Excerpt from a dataset:
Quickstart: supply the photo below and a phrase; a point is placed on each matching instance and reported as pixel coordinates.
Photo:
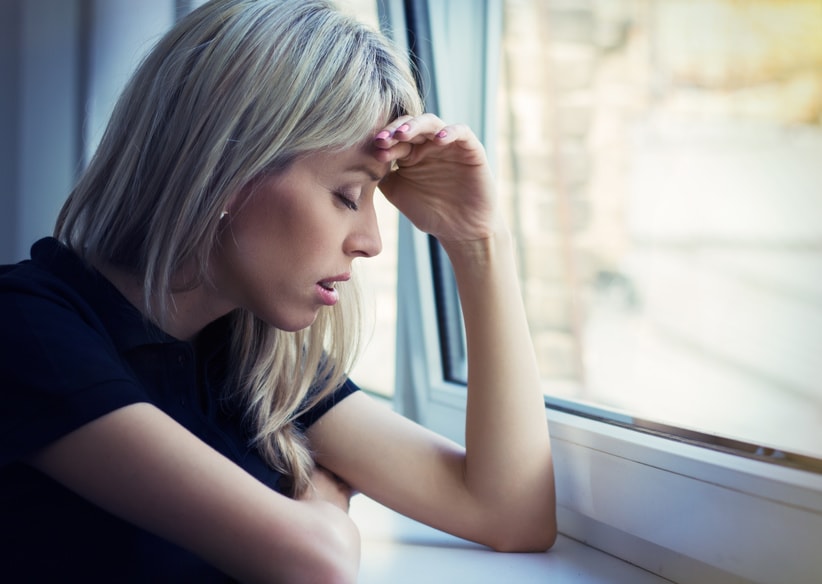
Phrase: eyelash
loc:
(347, 201)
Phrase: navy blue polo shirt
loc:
(72, 349)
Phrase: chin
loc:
(290, 323)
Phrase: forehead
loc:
(359, 158)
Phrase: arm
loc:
(500, 489)
(142, 466)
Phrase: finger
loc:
(410, 129)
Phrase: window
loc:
(668, 218)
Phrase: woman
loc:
(176, 405)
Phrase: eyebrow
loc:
(369, 172)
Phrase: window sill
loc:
(399, 550)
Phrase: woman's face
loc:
(288, 239)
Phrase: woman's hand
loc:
(441, 182)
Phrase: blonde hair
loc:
(236, 89)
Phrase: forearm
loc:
(508, 456)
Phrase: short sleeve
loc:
(58, 367)
(323, 406)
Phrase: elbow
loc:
(534, 540)
(326, 549)
(335, 555)
(523, 534)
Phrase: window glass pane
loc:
(660, 165)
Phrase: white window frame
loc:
(686, 512)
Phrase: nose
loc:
(365, 240)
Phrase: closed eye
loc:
(347, 201)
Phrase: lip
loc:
(326, 292)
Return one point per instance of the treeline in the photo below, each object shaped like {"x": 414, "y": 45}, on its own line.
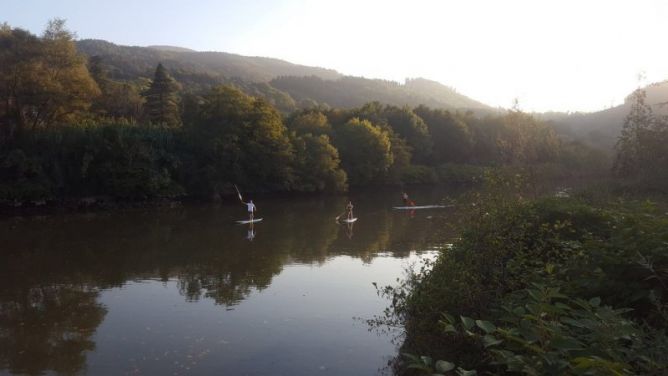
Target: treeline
{"x": 642, "y": 148}
{"x": 68, "y": 129}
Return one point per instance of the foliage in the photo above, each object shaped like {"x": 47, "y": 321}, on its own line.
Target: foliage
{"x": 642, "y": 148}
{"x": 238, "y": 139}
{"x": 43, "y": 80}
{"x": 317, "y": 165}
{"x": 364, "y": 149}
{"x": 162, "y": 106}
{"x": 545, "y": 273}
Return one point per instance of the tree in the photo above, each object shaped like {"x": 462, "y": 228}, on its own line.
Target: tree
{"x": 642, "y": 148}
{"x": 118, "y": 100}
{"x": 317, "y": 164}
{"x": 451, "y": 136}
{"x": 161, "y": 102}
{"x": 365, "y": 150}
{"x": 405, "y": 123}
{"x": 239, "y": 139}
{"x": 309, "y": 121}
{"x": 43, "y": 81}
{"x": 632, "y": 139}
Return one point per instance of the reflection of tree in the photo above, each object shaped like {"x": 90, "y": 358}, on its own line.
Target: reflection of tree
{"x": 48, "y": 328}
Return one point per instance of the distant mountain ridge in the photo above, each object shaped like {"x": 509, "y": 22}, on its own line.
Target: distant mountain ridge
{"x": 602, "y": 128}
{"x": 273, "y": 78}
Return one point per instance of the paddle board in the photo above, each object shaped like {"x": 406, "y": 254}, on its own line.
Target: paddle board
{"x": 419, "y": 207}
{"x": 253, "y": 221}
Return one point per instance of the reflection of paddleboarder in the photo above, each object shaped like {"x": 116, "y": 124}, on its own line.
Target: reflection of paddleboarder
{"x": 349, "y": 208}
{"x": 249, "y": 205}
{"x": 251, "y": 232}
{"x": 349, "y": 230}
{"x": 407, "y": 201}
{"x": 251, "y": 209}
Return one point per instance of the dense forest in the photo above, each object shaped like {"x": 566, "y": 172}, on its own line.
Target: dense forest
{"x": 71, "y": 128}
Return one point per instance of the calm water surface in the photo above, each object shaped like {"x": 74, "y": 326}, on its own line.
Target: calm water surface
{"x": 188, "y": 291}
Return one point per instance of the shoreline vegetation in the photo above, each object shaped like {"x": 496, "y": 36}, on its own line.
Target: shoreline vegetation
{"x": 72, "y": 133}
{"x": 573, "y": 283}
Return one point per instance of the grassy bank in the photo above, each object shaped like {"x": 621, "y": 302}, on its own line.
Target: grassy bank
{"x": 552, "y": 286}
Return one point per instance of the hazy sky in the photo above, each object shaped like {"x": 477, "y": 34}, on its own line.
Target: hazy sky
{"x": 552, "y": 55}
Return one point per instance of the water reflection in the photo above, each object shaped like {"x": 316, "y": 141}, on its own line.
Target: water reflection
{"x": 54, "y": 267}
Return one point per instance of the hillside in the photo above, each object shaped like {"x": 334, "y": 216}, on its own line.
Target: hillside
{"x": 284, "y": 84}
{"x": 602, "y": 128}
{"x": 348, "y": 92}
{"x": 131, "y": 61}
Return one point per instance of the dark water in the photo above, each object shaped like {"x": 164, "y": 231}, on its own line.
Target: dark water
{"x": 186, "y": 290}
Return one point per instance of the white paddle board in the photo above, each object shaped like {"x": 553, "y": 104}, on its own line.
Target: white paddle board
{"x": 253, "y": 221}
{"x": 418, "y": 207}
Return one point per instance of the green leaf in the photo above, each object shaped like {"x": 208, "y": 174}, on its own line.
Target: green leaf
{"x": 449, "y": 329}
{"x": 489, "y": 340}
{"x": 443, "y": 366}
{"x": 467, "y": 322}
{"x": 487, "y": 326}
{"x": 463, "y": 372}
{"x": 566, "y": 344}
{"x": 449, "y": 318}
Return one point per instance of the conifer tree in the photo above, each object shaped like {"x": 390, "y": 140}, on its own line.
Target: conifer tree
{"x": 161, "y": 101}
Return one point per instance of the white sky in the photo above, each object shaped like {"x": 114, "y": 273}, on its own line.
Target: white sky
{"x": 552, "y": 55}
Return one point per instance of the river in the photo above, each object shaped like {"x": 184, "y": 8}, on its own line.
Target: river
{"x": 186, "y": 290}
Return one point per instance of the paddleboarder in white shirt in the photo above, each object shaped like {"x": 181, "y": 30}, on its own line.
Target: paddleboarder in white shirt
{"x": 251, "y": 209}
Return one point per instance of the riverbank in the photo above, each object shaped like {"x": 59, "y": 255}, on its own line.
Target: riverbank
{"x": 560, "y": 285}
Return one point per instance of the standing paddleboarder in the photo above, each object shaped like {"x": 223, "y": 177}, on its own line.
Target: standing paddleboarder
{"x": 251, "y": 209}
{"x": 407, "y": 201}
{"x": 349, "y": 210}
{"x": 349, "y": 207}
{"x": 249, "y": 205}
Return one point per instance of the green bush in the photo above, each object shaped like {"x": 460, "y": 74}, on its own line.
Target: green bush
{"x": 616, "y": 255}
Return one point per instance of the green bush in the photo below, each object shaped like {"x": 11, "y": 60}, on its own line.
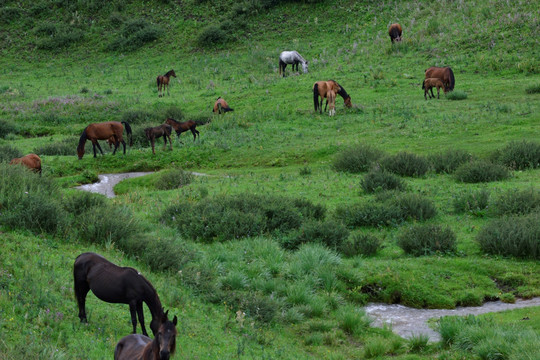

Exercise: Can you reproduce all of the records above verbatim, omitting the pictures?

Answer for the task:
Quickstart: supply the photo below and a phrase; a point is placed on each matching instance and reported as pixel coordinates.
Photo:
Phrase: eyelash
loc:
(347, 201)
Phrase: navy blue polo shirt
loc:
(72, 349)
Phrase: chin
loc:
(290, 323)
Phrase: forehead
loc:
(359, 158)
Phrase: arm
loc:
(500, 489)
(142, 466)
Phrase: finger
loc:
(410, 129)
Phrase: window
loc:
(668, 218)
Phrase: woman
loc:
(176, 405)
Phrase: eyebrow
loc:
(369, 172)
Phrase: window sill
loc:
(399, 550)
Phrase: woman's face
loc:
(288, 239)
Phrase: woman's hand
loc:
(441, 182)
Phrase: blonde hair
loc:
(236, 89)
Phrase: forearm
loc:
(508, 456)
Phrase: short sleeve
loc:
(58, 367)
(323, 406)
Phrase: elbow
loc:
(534, 540)
(326, 549)
(335, 555)
(523, 534)
Phrase: window glass pane
loc:
(660, 165)
Phrase: white window frame
loc:
(686, 512)
Phrase: nose
loc:
(365, 240)
Phrase: closed eye
loc:
(347, 201)
Phrase: lip
loc:
(326, 292)
Return one point per instance of the treeline in the photo below, each object shaped like {"x": 414, "y": 45}, on its own line.
Target: treeline
{"x": 642, "y": 148}
{"x": 68, "y": 129}
Return one point per instance of the foliage in the photo above, each object shaped like {"x": 47, "y": 321}, on its own line.
Target: foliage
{"x": 642, "y": 148}
{"x": 238, "y": 139}
{"x": 43, "y": 80}
{"x": 317, "y": 165}
{"x": 364, "y": 149}
{"x": 162, "y": 106}
{"x": 545, "y": 273}
Return one point per instance of the tree in the photo above, each object shaped like {"x": 462, "y": 228}, on its own line.
Target: tree
{"x": 642, "y": 148}
{"x": 118, "y": 100}
{"x": 317, "y": 164}
{"x": 451, "y": 136}
{"x": 161, "y": 102}
{"x": 365, "y": 150}
{"x": 405, "y": 123}
{"x": 239, "y": 139}
{"x": 309, "y": 121}
{"x": 43, "y": 81}
{"x": 632, "y": 139}
Return one point per instance of the reflection of tree in the photo above, each object shaped like {"x": 90, "y": 358}, on its own line.
Target: reflection of tree
{"x": 48, "y": 328}
Return one point per instance of the distant mountain ridge in the photo above, each object shaped like {"x": 509, "y": 22}, on its own line.
Target: distant mountain ridge
{"x": 602, "y": 128}
{"x": 273, "y": 78}
Return one point per instance of the paddle board in the photo above, each object shaped like {"x": 406, "y": 254}, on its own line.
Target: paddle board
{"x": 419, "y": 207}
{"x": 253, "y": 221}
Return one point per instance of the reflection of paddleboarder in the photo above, each object shaped like {"x": 116, "y": 124}, on its own line.
Target: reflection of paddleboarder
{"x": 349, "y": 208}
{"x": 249, "y": 205}
{"x": 251, "y": 232}
{"x": 349, "y": 230}
{"x": 407, "y": 201}
{"x": 251, "y": 209}
Return one point per instance of the dense forest in the photo above, each object shaped like {"x": 566, "y": 172}, on its own line.
Target: dense forest
{"x": 71, "y": 128}
Return one point per instance of the calm water surface in the photo above, each object shaped like {"x": 74, "y": 326}, on its own line.
Target: calm water surface
{"x": 188, "y": 291}
Return one point per instance of the shoreline vegetation in the photo above, each object shaped like {"x": 496, "y": 36}, on its own line.
Target: shoreline vegetation
{"x": 72, "y": 133}
{"x": 573, "y": 283}
Return one point per instance of the grassy bank in the photo above, each object shaped like {"x": 621, "y": 302}, on its own line.
Target: grassy bank
{"x": 552, "y": 286}
Return one point per instance of the hazy sky in the photo above, each object shaped like {"x": 477, "y": 34}, on its own line.
Target: hazy sky
{"x": 552, "y": 55}
Return one point per instance of the water reflection in the photo above, each object shaped like {"x": 316, "y": 141}, on its own line.
Target: water reflection
{"x": 54, "y": 267}
Return one point per instance of the hillside in the photo above, each object shaped like {"x": 334, "y": 216}, on its own line.
Target: hillside
{"x": 284, "y": 84}
{"x": 602, "y": 128}
{"x": 348, "y": 92}
{"x": 131, "y": 61}
Return one point per instance of the dark water in the photo above, each object shaped like {"x": 164, "y": 231}, on its own line.
Target: dark water
{"x": 186, "y": 290}
Return one point per instance of the white paddle board in the photo above, each object shaped like {"x": 553, "y": 104}, on its own line.
Target: white paddle board
{"x": 253, "y": 221}
{"x": 418, "y": 207}
Return one point per instance of the green leaf in the photo above, each object shaped like {"x": 208, "y": 174}, on its own line.
Target: green leaf
{"x": 449, "y": 329}
{"x": 489, "y": 340}
{"x": 443, "y": 366}
{"x": 467, "y": 322}
{"x": 487, "y": 326}
{"x": 463, "y": 372}
{"x": 566, "y": 344}
{"x": 449, "y": 318}
Return one point per instance of the conifer tree in the photo above, each object shaped like {"x": 390, "y": 140}, on its own line.
Target: conifer tree
{"x": 161, "y": 101}
Return one point per instance of the white sky in the photo above, each object shaped like {"x": 114, "y": 273}, on its own line.
Target: white sky
{"x": 552, "y": 55}
Return one point per instance of the river in the photo above, each object shaped like {"x": 184, "y": 8}, on its own line.
Target: river
{"x": 186, "y": 290}
Return one point per instance of the paddleboarder in white shirt in the photo above, each object shaped like {"x": 181, "y": 30}, on its own line.
Target: paddleboarder in white shirt
{"x": 251, "y": 209}
Return one point per instance of the riverbank in the photo above, each object shaped like {"x": 59, "y": 255}, on its own line.
Target: riverbank
{"x": 560, "y": 285}
Return one point per instance of the standing paddleboarder in the photo above, each object shaped like {"x": 223, "y": 177}, on its own line.
Target: standing paddleboarder
{"x": 251, "y": 209}
{"x": 407, "y": 201}
{"x": 349, "y": 210}
{"x": 349, "y": 207}
{"x": 249, "y": 205}
Return one point per instance of the green bush in the photo above, each object shaped like {"x": 460, "y": 74}, on its own line.
Target: green bush
{"x": 616, "y": 255}
Return one point per instance of the green bush in the photo below, each object shaped like {"x": 11, "y": 60}, on its own line.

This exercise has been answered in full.